- Consignes:
1 - Mettez à jour le récit sur l’exode des Vietnamiens en le reproduisant, en commençant par « J’avais 11 ans » et en poursuivant jusqu’à « je le souhaitais. », avec « bateaux de fortune » remplacé par « embarcations de fortune ».
2 - Poursuivez le récit sur l’exode des Vietnamiens à partir de sa dernière phrase.

- Texte fourni:
J’avais 11 ans à cette époque, mais je me rappelle très bien l’exode des Vietnamiens. Je me souviens des « boat people » qui ont embarqué à bord des bateaux de fortune afin de fuir un pays qui n’était plus le même, un pays où l’État voulait tout contrôler. Il fallait demander une permission pour se déplacer d’une ville à l’autre. L’État contrôlait ce qu’on mangeait, ce qu’on lisait ainsi que ce qu’on voulait étudier. Il voulait même contrôler nos pensées en donnant des cours d’endoctrinement obligatoires dans les écoles. La liberté n’existait plus. Pour moi, ayant un père dans l’armée de l’ancien régime, il m’était impossible de faire des études avancées comme je le souhaitais.

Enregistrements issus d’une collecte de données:
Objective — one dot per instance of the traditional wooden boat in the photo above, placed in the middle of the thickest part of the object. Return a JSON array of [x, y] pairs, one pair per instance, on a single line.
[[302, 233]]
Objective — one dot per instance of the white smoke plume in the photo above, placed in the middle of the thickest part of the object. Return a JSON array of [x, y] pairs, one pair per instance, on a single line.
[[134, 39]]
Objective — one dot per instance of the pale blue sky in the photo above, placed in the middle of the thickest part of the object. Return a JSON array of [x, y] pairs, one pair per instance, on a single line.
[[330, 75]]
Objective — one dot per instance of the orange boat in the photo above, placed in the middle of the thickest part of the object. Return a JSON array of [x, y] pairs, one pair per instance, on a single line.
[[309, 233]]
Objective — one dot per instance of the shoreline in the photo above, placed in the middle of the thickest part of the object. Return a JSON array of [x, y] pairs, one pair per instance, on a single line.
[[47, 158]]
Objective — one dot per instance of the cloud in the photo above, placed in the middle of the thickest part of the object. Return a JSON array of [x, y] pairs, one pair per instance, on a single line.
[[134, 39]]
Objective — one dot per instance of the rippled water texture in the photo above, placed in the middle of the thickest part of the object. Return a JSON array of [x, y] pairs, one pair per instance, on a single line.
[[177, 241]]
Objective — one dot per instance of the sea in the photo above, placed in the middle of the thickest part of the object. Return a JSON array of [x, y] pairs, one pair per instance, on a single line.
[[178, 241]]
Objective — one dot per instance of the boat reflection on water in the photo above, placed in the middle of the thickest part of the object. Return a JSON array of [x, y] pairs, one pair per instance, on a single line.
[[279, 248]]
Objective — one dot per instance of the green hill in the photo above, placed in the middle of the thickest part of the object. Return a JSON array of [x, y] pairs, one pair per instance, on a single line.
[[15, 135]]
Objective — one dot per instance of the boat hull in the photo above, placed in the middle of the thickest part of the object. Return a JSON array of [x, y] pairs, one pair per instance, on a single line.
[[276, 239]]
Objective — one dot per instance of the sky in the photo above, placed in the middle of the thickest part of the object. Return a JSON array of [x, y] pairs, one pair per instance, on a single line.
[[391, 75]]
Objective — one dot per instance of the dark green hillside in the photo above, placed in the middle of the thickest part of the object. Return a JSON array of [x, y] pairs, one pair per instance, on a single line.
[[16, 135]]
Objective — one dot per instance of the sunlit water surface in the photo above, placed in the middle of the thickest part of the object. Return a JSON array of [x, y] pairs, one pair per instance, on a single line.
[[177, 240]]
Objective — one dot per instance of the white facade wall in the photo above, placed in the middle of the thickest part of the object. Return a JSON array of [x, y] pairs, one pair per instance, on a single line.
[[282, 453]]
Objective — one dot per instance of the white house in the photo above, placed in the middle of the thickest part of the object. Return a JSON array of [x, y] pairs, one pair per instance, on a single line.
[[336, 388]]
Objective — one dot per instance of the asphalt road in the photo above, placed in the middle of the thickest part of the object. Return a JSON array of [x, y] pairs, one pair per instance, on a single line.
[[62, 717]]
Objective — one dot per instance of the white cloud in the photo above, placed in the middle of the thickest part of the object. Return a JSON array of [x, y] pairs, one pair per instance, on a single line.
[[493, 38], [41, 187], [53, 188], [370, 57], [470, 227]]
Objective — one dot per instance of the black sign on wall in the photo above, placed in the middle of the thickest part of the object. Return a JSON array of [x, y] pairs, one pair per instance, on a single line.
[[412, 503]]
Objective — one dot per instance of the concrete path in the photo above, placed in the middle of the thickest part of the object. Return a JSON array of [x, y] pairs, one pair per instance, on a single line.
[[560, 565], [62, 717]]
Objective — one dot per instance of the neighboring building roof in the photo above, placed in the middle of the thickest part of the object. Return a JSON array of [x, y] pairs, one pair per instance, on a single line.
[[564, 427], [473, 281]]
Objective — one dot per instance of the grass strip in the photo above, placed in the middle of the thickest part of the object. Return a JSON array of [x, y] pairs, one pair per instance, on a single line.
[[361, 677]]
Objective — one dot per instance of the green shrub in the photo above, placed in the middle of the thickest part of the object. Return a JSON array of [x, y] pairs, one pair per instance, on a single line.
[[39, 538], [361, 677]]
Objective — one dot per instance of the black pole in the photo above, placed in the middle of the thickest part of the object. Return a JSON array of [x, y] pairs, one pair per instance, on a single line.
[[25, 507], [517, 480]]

---

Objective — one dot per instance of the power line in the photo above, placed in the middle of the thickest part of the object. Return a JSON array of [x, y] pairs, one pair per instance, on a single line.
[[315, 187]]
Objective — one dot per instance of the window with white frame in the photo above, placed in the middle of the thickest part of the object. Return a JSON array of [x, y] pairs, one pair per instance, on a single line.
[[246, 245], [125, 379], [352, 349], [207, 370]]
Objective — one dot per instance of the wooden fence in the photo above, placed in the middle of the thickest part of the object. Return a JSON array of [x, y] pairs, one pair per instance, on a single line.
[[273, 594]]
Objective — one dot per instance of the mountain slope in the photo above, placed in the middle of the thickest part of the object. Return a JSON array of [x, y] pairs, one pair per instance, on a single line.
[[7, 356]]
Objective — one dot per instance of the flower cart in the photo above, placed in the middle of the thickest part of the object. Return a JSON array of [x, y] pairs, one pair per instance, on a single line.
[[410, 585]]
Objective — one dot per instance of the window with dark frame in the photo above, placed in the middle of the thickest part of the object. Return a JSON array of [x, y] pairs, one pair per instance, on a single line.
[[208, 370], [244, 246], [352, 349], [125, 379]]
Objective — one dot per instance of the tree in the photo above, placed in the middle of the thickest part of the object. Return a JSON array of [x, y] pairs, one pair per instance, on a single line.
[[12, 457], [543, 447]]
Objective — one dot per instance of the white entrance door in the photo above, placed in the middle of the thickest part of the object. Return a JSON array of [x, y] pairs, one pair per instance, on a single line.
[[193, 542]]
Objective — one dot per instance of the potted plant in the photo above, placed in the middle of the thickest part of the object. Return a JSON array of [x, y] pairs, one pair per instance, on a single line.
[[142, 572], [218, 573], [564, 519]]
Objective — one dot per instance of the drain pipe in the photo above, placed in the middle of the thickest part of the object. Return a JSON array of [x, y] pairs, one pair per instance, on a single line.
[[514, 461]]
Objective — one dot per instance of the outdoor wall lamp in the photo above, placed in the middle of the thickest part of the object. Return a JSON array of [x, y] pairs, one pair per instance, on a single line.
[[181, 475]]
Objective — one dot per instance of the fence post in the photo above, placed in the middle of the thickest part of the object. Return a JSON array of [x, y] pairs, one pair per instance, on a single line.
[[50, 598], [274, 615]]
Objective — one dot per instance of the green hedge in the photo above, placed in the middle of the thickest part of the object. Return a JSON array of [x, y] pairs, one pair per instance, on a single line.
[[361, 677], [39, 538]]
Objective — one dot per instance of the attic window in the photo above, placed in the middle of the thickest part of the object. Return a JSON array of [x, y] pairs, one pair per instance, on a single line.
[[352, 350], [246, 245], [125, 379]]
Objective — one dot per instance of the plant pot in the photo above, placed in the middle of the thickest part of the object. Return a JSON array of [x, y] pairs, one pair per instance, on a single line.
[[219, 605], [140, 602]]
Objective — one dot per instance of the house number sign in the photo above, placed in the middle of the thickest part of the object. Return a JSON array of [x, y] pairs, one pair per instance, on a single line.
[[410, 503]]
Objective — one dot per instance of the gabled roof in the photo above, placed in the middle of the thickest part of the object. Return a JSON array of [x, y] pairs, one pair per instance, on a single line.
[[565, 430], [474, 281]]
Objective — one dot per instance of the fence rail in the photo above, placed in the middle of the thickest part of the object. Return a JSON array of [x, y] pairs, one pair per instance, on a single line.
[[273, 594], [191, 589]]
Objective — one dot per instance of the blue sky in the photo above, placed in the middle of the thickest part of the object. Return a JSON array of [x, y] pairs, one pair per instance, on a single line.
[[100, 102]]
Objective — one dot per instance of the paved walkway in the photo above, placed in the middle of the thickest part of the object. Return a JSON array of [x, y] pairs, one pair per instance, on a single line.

- Réponses attendues:
1 -
J’avais 11 ans à cette époque, mais je me rappelle très bien l’exode des Vietnamiens. Je me souviens des « boat people » qui ont embarqué à bord des embarcations de fortune afin de fuir un pays qui n’était plus le même, un pays où l’État voulait tout contrôler. Il fallait demander une permission pour se déplacer d’une ville à l’autre. L’État contrôlait ce qu’on mangeait, ce qu’on lisait ainsi que ce qu’on voulait étudier. Il voulait même contrôler nos pensées en donnant des cours d’endoctrinement obligatoires dans les écoles. La liberté n’existait plus. Pour moi, ayant un père dans l’armée de l’ancien régime, il m’était impossible de faire des études avancées comme je le souhaitais.

2 -
Puis, en juin 1981, à 18 ans, malgré les réticences de ma famille, j’ai décidé de partir seul, en secret, pour retrouver ma liberté en prenant la mer. J’ai pris le chemin des « boat people ». Après huit jours sur la mer et près d’un an dans un camp de réfugiés en Malaisie, j’ai choisi le Québec comme deuxième patrie puisque j’avais déjà acquis le français comme langue seconde au Viêt Nam. Je suis arrivé au printemps 1982 dans la ville de Sherbrooke. À ce moment, j’ai dû commencer à construire ma nouvelle vie les mains vides, sans expérience… et seul. J’étais mélancolique, car je m’ennuyais de ma famille et de ma ville natale. J’étais devant une mer d’incertitudes. Cependant, le Québec m’a donné la liberté et l’opportunité d’embrasser mon rêve : faire des études médicales pour devenir médecin.
J’allais à l’école le jour pour compléter mon secondaire 5 et le soir je faisais les cours obligatoires de secondaire 4 dans le but d’obtenir mon diplôme d’études secondaires, puis mon diplôme d’études collégiales. J’ai obtenu mon doctorat en médecine à l’Université de Sherbrooke en 1993 et ma spécialisation en radiologie diagnostique, également à l’Université de Sherbrooke en 1998. Durant cette même année, j’ai débuté ma carrière à l’hôpital Hôtel-Dieu de Sorel.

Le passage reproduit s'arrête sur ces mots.